(Region annotation entries)
--------------------------------
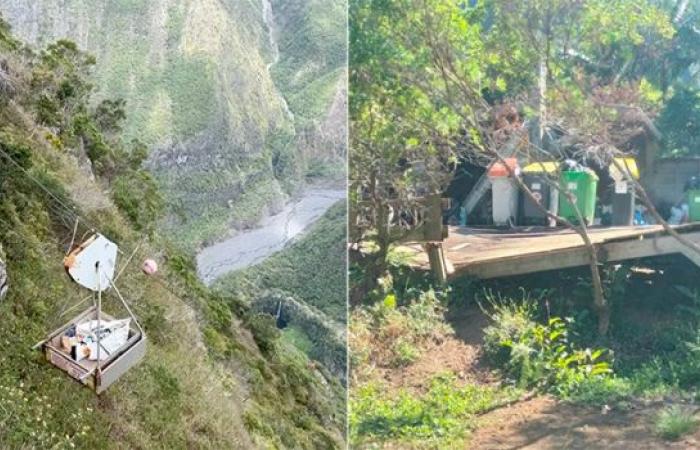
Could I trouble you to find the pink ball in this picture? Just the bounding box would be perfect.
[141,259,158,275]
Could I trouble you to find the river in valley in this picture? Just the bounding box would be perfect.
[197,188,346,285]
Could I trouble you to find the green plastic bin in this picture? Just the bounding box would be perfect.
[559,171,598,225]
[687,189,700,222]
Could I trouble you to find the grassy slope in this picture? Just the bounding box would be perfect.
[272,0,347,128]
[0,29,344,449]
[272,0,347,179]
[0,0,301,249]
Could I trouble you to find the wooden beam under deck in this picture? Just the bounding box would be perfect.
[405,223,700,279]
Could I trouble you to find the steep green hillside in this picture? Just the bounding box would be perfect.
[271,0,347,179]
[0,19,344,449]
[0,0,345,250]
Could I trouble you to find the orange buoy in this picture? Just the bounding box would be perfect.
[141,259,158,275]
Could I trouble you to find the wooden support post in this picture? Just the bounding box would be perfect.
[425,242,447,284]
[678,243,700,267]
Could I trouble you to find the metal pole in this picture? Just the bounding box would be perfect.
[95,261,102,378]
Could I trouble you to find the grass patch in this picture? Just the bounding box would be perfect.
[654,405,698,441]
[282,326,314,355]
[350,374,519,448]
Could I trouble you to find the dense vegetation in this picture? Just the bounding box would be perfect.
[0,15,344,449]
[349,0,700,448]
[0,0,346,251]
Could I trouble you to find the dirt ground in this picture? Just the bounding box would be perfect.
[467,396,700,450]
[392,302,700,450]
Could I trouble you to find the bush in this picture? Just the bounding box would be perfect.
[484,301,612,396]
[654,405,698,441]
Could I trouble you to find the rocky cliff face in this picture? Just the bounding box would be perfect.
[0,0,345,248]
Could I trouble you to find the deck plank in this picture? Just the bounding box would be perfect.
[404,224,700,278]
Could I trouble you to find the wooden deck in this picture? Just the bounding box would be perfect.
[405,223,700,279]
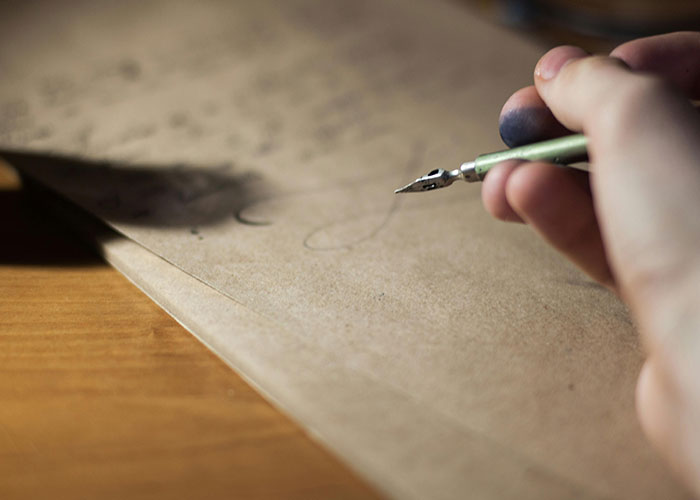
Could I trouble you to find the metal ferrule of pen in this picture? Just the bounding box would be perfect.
--------------------------------
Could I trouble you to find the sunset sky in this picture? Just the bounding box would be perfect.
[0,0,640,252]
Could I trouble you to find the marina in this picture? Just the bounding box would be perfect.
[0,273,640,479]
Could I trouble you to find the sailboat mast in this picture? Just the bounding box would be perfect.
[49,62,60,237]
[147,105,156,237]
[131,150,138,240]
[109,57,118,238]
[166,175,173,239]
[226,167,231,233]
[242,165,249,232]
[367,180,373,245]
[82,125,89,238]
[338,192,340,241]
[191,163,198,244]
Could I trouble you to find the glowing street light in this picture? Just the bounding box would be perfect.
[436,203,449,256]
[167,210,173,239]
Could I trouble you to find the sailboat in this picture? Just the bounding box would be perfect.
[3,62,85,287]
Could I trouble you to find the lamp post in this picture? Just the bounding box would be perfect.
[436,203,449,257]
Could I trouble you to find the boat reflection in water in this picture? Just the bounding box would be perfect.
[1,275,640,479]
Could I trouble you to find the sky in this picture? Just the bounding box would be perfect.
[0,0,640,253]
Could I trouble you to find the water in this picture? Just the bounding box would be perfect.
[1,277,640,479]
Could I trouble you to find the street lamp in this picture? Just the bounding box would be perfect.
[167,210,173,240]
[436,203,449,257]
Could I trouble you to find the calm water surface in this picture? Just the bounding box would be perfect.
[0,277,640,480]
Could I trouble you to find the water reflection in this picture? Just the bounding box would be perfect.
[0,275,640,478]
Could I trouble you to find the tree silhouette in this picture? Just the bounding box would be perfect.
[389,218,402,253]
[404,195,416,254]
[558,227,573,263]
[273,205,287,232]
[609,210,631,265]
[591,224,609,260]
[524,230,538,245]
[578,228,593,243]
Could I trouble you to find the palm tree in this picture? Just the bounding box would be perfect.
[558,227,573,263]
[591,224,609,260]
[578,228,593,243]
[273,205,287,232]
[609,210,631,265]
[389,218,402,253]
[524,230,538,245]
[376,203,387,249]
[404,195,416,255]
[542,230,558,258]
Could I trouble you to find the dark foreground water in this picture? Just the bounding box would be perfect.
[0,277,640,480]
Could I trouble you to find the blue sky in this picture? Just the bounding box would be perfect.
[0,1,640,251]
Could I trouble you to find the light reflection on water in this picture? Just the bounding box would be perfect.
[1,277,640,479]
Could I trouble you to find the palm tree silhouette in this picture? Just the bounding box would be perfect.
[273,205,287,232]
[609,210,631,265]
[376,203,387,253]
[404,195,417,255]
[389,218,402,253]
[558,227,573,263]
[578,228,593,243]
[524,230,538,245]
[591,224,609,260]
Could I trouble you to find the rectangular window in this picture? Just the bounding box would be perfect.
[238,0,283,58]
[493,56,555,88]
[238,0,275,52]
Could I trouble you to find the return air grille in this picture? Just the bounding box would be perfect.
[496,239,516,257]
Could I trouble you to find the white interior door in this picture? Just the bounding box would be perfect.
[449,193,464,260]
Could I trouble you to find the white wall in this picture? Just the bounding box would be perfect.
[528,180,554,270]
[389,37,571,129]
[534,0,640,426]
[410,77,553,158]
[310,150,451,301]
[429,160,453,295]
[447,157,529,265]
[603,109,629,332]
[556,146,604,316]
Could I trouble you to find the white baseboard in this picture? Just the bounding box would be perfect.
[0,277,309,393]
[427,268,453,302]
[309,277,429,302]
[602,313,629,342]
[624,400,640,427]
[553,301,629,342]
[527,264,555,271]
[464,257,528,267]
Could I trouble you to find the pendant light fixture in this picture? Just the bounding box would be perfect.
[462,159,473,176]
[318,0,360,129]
--------------------------------
Short problem
Pull out every line in the entries above that contains the word "light". Treat uppercase and lowercase as different.

Result of the exercise
Could I trouble you to find the glowing street light in this picture? Just the bounding box would be perfect.
Could I trouble you to find the light reflection on water in this picture? Just the bounding box would be perfect.
Could I trouble you to find the pendant light fixture in this picture? Just the bounding box would be perfect.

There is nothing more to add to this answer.